** start of SOURCE EXTRACT **

- Born: William Filch c. 1562 Little Canfield, England
- Died: November 21, 1610 (aged 47–48) Paris, France
- Other names: Benoît de Canfield, Benoît de Canfeld, Father Benet

= Benet Canfield =

English Capuchin friar and mystical writer (1562–1610)

Benet Canfield, also known as Benoît de Canfield, Benoît de Canfeld, or Father Benet (1562 – 21 November 1610), born William Fitch, was an English recusant, Capuchin friar, missionary priest, and mystical writer. His principal work, Règle de perfection réduite au seul point de la volonté divine (Rule of Perfection), became one of the most influential manuals of early modern Catholic mysticism. It presents the spiritual life as a progressive conformity to the will of God, moving from outward obedience to an imageless and transforming union with the divine will.

Although English by birth, Canfield spent much of his religious life on the Continent and became a major figure in the renewal of French Catholic spirituality after the Wars of Religion. He was associated with the circle of Madame Acarie, influenced Pierre de Bérulle, André Duval, and later French spiritual writers, and was described by Henri Brémond as the master of masters in early seventeenth-century French mysticism. His teaching was later read, defended, criticized, translated, and sometimes suspected in the context of debates over annihilation, passive prayer, pure love, and Quietism.

== Life ==

=== Early life and conversion ===

Canfield was born William Fitch at Little Canfield, Essex, in 1562, into a Protestant gentry family. He was the third of four sons of his father's second marriage. Around 1579 he began legal studies in London, first at New Inn, one of the Inns of Chancery, and then at the Middle Temple, one of the Inns of Court.

Kent Emery argues that Canfield's education at the Inns of Court is important for understanding the form of the Rule of Perfection. The Inns were not only legal institutions but centres of literary, rhetorical, and dialectical training. Canfield's habit of reducing the spiritual life to ordered divisions, rules, and concise principles may reflect this earlier formation in Renaissance dialectic and legal culture.

Fitch was converted to Catholicism in the 1580s. Traditional accounts connect his conversion with his reading of Robert Persons's devotional work The First Booke of the Christian Exercise, Appertayning to Resolution, also known as the Christian Directory. Later scholarship has stressed that Canfield's Catholic identity was formed largely outside England. Rather than growing up within an established recusant household culture, he encountered Catholicism as a visible, liturgical, and sacramental world on the Continent, especially in France.

** end of SOURCE EXTRACT **
** start of STORED DATA **

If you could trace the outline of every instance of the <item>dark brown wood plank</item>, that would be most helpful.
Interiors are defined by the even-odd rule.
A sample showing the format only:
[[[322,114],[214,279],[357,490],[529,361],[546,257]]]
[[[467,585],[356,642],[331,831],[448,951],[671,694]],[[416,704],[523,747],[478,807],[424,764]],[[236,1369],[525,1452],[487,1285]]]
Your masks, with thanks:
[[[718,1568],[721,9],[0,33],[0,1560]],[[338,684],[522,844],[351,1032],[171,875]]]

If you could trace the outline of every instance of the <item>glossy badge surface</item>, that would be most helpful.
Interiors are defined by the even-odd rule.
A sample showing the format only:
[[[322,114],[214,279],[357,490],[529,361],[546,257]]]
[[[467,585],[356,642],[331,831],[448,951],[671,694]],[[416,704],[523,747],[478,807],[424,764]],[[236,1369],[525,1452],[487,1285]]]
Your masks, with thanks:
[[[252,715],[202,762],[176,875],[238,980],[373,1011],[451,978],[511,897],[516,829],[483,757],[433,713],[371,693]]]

** end of STORED DATA **

### EXERCISE TASK A
According to the Benet Canfield biography, at which two places did Canfield study law in London, starting around 1579?
### EXERCISE TASK B
Mark each statement yes or no according to the Benet Canfield biography, and quote the words that settle it: (i) Canfield was born into a Catholic gentry family. (ii) He was the third of four sons of his father's second marriage. (iii) Henri Brémond called him the master of masters in early seventeenth-century French mysticism.
### EXERCISE TASK C
Pick up the Benet Canfield biography from where it stops and keep writing it.
The entries aren't needed for any of this.

### RIGHT ANSWER A
He studied first at New Inn, one of the Inns of Chancery, and then at the Middle Temple, one of the Inns of Court.

### RIGHT ANSWER B
(i) No: "into a Protestant gentry family"
(ii) Yes: "He was the third of four sons of his father's second marriage."
(iii) Yes: "was described by Henri Brémond as the master of masters in early seventeenth-century French mysticism"

### RIGHT ANSWER C
After his conversion he left England and spent time at the English Catholic college at Douai, a centre of English Catholic exile and missionary preparation. Emery suggests that Douai's missionary ideal was less decisive for Canfield than the contemplative and liturgical Catholicism he encountered in France.

Emery also interprets Canfield's conversion narrative as structurally related to the spiritual pattern later set out in the Rule of Perfection. In that reading, Canfield's movement from a general resolution toward God, through discernment of the Catholic Church, to a particular vocation among the Capuchins corresponds to the movement from general rule to particular rule and from exterior religious signs to the union of the will with God.

=== Capuchin friar and missionary ===

Fitch entered the Capuchin order in Paris in 1587 and received the religious name Benoît de Canfield, from which the English form Benet Canfield derives. The religious name combined the name Benedict or Benoît with his place of baptism, Little Canfield. After theological studies in Italy, he became part of the reformed Capuchin world, whose spirituality joined Franciscan poverty, eremitic recollection, preaching, ecclesiastical reform, and contemplative prayer.

Canfield returned to England as a missionary priest around 1599. He was arrested soon after his arrival and imprisoned. During this imprisonment he composed the spiritual allegory Le chevalier chrétien. Emery suggests that Canfield's own English translation of the first two parts of the Rule of Perfection was probably made during this imprisonment. In 1603, after the intervention of Henry IV of France, he was banished from England and returned to France.

In France, Canfield became a well-known spiritual director and was associated with reforming Catholic circles in Paris. Older biographical traditions also describe his intense interior absorption and unusual contemplative experiences, though modern scholarship has generally treated these traditions with caution when reconstructing his life. He later served as master of novices at Rouen. He died in Paris on 21 November 1610.

== Writings ==

=== Rule of Perfection ===

Canfield's principal work is the Règle de perfection réduite au seul point de la volonté divine, known in English as the Rule of Perfection. Canfield composed a version of the work before 1593, by which time it was already circulating in manuscript in France. The first two parts appeared in English at Rouen in 1608 and 1609, probably from Canfield's own translation made during his imprisonment in England, while French editions of the first two parts were printed in Paris and Arras in the same years. The first authorized edition of all three parts appeared at Paris in 1610, followed the same year by Latin editions printed at Paris and Cologne.

The complete work circulated widely during the seventeenth century and went through many printings. Later English versions appeared under titles such as The Rule of Perfection and The Holy Will of God.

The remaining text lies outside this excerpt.